:: Doel van taak ::
Welke soorten kunstenaars en makers staan in de titel van het schildersboek dat Jan Anthonie volgens de tekst in 1874 voor Pictura publiceerde? Noem ze allemaal.

:: Geselecteerde tekst ::
De heer van Nieuwerkerk, die dit als vrijwilliger deed, droeg graag een militair uniform, zo ook bij de loting en keuring van dienstplichtigen door de militieraad, waar hij vanaf 1862 secretaris was en vanaf 1871 voorzitter.

Bestuurlijk was hij eveneens actief bij de plaatselijke Kamer van Koophandel.

Dat hij retorisch goed onderlegd was en politiek wat wilde betekenen, bewees wel hij toen hij in 1864 statenlid werd van de Provincie Zuid-Holland.

Vrijmetselaar en kerkvoogd

Dat Jan Anthonie spiritueel bezig was en maatschappelijk betrokken, bleek toen hij in 1866 lid werd van de Dordtse loge van vrijmetselaars.

In 1869 werd hij kerkvoogd van de Hervormde gemeente. Klaarblijkelijk waren de luthers-roomse wortels geen belemmering voor deze keuzes.

Zijn inspanningen vielen op; koning Willem III beloonde hem hiervoor in 1871 en benoemde hem tot Officier in de Orde van de Eikenkroon, een voorloper van de Orde van Oranje-Nassau.

Net als zijn vader was Jan Anthonie geïnteresseerd in cultuur en geschiedenis, vooral die van Dordrecht. Hij hield lezingen en schreef er artikelen over. In 1874 publiceerde hij voor Pictura zelfs een schildersboek met gegevens van Hollandsche en Vlaamsche kunstschilders, beeldhouwers, graveurs en bouwmeesters in Dordrecht geboren of gewoond hebbende van den vroegsten tijd tot op 1 october 1874.

Het roer om

Zijn vrouw Jacoba stierf in Den Haag in 1877, kinderloos. Smits van Nieuwerkerk kreeg geen erfgenamen

Haar heengaan was voor Jan Anthonie kennelijk reden om de bakens te verzetten. Hij vroeg in 1879 eervol ontslag aan als secretaris en rentmeester bij het krankzinnigeninstituut, om militiecommissaris van het vierde militaire district in Zuid-Holland te worden. Bij zijn eervolle ontslag uit die functie drie jaar later, mocht hij zijn uniform met rangonderscheiding blijven dragen.

Hij was nu 62 jaar oud en gepokt en gemazeld als bestuurder. Misschien daarom nam hij afstand van het collatierecht waar hij in Nieuwerkerk als ambachtsheer recht op had. Met de doleantie die kort daarop de gemoederen in de protestantse Nieuwerkerkse parochie zou beroeren, hoefde hij zich niet meer te bemoeien.

:: Gegevens ::
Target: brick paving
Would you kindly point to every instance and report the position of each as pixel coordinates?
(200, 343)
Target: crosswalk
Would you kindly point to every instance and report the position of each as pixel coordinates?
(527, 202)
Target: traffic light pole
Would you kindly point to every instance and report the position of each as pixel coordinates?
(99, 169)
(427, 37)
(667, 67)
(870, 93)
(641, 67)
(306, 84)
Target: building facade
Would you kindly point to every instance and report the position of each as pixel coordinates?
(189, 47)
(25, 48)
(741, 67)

:: Verwachte uitvoer ::
kunstschilders, beeldhouwers, graveurs, bouwmeesters